[begin Data lines]

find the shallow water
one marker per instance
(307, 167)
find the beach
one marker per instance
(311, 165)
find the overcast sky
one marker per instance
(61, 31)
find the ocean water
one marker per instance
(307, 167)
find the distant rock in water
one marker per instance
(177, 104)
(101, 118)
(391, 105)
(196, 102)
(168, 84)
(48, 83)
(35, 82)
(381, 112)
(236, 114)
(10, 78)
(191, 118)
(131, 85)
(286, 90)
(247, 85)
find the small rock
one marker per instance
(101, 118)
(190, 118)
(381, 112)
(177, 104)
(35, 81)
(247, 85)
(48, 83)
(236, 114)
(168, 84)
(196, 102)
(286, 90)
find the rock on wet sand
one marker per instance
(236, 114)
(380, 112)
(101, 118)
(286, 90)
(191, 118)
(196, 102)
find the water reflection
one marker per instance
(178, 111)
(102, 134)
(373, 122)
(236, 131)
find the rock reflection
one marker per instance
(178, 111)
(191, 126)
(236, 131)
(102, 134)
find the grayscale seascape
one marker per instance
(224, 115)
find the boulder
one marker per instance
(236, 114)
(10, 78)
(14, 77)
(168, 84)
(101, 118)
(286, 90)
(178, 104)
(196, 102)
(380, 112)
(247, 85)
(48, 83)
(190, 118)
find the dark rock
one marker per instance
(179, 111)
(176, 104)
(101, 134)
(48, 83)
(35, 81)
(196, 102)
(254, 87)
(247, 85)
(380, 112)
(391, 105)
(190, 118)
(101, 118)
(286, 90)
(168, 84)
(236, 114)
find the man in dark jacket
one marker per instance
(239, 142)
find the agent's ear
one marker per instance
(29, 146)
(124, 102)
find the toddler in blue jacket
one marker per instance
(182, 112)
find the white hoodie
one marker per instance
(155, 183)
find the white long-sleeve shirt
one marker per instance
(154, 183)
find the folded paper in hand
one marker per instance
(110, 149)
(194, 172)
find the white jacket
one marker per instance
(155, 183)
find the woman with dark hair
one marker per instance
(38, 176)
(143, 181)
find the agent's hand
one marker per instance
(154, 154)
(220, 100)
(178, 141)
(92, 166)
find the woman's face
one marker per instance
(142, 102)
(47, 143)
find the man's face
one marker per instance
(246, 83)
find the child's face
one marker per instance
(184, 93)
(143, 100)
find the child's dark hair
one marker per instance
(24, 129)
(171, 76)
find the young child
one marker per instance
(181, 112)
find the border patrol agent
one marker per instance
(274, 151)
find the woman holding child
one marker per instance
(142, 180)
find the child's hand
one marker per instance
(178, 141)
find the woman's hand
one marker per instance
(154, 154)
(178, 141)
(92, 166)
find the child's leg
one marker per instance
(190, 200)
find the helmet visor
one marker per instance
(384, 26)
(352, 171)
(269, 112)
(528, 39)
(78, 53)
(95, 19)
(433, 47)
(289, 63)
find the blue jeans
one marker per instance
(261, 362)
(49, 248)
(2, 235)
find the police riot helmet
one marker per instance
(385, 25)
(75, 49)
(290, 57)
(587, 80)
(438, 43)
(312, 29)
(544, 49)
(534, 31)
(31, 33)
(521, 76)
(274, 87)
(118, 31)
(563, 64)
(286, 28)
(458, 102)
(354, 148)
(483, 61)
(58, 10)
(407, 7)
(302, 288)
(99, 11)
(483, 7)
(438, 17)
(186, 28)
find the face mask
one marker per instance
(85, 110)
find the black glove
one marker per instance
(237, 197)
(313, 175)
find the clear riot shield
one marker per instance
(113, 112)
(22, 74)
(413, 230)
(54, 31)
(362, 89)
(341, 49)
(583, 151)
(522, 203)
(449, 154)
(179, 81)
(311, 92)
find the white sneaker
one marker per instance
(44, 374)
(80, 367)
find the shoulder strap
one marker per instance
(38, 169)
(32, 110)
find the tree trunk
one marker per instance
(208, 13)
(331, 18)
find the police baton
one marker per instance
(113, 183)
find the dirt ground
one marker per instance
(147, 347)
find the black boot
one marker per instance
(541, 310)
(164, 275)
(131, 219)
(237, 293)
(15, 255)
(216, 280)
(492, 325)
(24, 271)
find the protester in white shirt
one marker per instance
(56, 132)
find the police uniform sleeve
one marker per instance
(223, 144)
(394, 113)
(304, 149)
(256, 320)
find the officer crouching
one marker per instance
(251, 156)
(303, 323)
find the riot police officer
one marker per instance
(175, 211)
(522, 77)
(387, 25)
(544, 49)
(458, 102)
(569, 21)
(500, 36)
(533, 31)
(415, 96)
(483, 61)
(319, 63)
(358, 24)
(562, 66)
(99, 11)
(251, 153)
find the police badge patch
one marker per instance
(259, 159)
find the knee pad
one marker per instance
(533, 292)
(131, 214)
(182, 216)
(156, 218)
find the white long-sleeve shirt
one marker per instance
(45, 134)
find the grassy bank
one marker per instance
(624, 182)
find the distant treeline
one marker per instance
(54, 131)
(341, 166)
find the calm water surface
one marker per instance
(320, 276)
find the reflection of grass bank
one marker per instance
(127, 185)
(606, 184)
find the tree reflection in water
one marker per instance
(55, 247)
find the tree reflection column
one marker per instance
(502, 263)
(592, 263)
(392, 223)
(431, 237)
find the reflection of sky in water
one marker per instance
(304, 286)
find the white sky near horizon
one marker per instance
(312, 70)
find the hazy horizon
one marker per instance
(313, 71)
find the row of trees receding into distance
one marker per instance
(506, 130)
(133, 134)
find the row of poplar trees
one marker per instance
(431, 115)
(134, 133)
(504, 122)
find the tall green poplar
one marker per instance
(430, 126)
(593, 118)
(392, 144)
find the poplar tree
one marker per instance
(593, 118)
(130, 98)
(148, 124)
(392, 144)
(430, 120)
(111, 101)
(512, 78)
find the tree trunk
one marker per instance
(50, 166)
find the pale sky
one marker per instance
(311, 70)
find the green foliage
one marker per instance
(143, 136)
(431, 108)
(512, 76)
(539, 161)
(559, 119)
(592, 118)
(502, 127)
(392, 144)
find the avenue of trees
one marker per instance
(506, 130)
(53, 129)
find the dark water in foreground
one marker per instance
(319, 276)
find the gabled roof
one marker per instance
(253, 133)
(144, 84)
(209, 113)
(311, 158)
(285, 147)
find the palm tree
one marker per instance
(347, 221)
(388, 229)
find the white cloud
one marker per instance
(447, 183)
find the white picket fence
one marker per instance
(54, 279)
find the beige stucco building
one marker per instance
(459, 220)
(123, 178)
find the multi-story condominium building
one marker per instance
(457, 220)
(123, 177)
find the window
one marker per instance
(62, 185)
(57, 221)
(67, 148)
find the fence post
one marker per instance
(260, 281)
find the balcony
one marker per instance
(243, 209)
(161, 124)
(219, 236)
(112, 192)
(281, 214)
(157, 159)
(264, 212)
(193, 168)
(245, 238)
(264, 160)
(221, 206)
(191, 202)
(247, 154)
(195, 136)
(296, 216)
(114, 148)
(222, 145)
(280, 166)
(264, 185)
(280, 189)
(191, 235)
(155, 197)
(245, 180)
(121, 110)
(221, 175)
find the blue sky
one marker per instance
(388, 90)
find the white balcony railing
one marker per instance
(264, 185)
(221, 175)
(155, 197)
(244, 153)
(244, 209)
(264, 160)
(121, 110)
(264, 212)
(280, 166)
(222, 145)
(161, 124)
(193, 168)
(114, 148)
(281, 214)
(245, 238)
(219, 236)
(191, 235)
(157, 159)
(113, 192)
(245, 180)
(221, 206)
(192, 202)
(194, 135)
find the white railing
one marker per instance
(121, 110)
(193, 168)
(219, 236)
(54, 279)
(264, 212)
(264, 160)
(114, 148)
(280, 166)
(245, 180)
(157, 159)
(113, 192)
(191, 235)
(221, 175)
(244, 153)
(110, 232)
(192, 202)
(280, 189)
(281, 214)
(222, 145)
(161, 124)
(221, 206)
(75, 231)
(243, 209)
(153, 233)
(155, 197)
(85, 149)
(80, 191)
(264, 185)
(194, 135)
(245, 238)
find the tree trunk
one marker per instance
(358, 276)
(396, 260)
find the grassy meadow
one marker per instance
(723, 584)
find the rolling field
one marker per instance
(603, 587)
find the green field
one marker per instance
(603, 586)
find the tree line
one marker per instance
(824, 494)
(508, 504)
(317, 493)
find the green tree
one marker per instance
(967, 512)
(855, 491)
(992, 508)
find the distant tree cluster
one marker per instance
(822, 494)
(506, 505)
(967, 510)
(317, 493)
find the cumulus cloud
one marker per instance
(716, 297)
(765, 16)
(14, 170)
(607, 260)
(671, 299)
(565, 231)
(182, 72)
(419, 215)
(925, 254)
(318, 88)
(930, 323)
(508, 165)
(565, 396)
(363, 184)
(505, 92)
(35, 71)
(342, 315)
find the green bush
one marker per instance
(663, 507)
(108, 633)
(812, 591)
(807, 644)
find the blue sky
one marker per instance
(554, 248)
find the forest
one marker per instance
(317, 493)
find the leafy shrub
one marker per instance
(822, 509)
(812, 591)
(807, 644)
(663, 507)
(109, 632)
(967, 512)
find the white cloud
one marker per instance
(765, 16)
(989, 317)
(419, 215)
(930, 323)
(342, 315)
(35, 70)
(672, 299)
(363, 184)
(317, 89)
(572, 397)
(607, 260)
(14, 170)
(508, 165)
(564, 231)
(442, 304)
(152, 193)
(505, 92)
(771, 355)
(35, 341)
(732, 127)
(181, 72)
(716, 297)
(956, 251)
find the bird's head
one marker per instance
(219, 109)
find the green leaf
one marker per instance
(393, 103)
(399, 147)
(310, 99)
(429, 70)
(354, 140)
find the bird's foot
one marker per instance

[end Data lines]

**Task objective**
Everything from the line with "find the white balcony railing" to the end of the listing above needs to be duplicated exactly, both end lines included, with nothing more.

**Exercise solution**
find the white balcony railing
one marker per instance
(264, 185)
(221, 175)
(155, 197)
(244, 153)
(244, 209)
(264, 160)
(121, 110)
(264, 212)
(280, 166)
(222, 145)
(161, 124)
(193, 168)
(114, 148)
(281, 214)
(245, 238)
(219, 236)
(191, 235)
(157, 159)
(113, 192)
(245, 180)
(221, 206)
(192, 202)
(194, 135)
find the white railing
one marker per instance
(121, 110)
(193, 168)
(219, 236)
(54, 279)
(264, 212)
(264, 160)
(114, 148)
(280, 166)
(245, 180)
(157, 159)
(113, 192)
(191, 235)
(221, 175)
(244, 153)
(110, 232)
(192, 202)
(280, 189)
(281, 214)
(222, 145)
(161, 124)
(221, 206)
(75, 231)
(243, 209)
(153, 233)
(155, 197)
(85, 149)
(80, 191)
(264, 185)
(194, 135)
(245, 238)
find the tree trunk
one marker per instance
(358, 276)
(396, 260)
find the grassy meadow
one marker per instance
(723, 584)
find the rolling field
one marker per instance
(603, 587)
find the green field
one marker per instance
(603, 586)
find the tree line
one marker per instance
(824, 494)
(508, 504)
(317, 493)
find the green tree
one marker per instance
(967, 512)
(855, 491)
(992, 508)
find the distant tree cluster
one marker per instance
(822, 494)
(506, 505)
(967, 510)
(317, 493)
find the cumulus cloud
one marker per instance
(716, 297)
(765, 16)
(14, 170)
(607, 260)
(671, 299)
(565, 231)
(182, 72)
(419, 215)
(925, 254)
(318, 88)
(930, 323)
(508, 165)
(565, 396)
(363, 184)
(505, 92)
(35, 71)
(342, 315)
find the green bush
one marker per instance
(663, 507)
(108, 633)
(812, 591)
(807, 644)
find the blue sky
one marker per instance
(554, 248)
find the forest
one marker per instance
(317, 493)
find the leafy shrub
one marker per instance
(822, 509)
(812, 591)
(807, 644)
(663, 507)
(109, 632)
(967, 512)
find the white cloud
one marker per instance
(765, 16)
(989, 317)
(419, 215)
(930, 323)
(342, 315)
(35, 70)
(672, 299)
(363, 184)
(317, 89)
(572, 397)
(607, 260)
(14, 170)
(508, 165)
(564, 231)
(442, 304)
(152, 193)
(505, 92)
(771, 355)
(35, 341)
(732, 127)
(181, 72)
(716, 297)
(956, 251)
find the bird's head
one marker per instance
(219, 109)
find the green leaf
one marker per instance
(393, 103)
(399, 147)
(310, 99)
(429, 70)
(354, 140)
find the bird's foot
one marker per instance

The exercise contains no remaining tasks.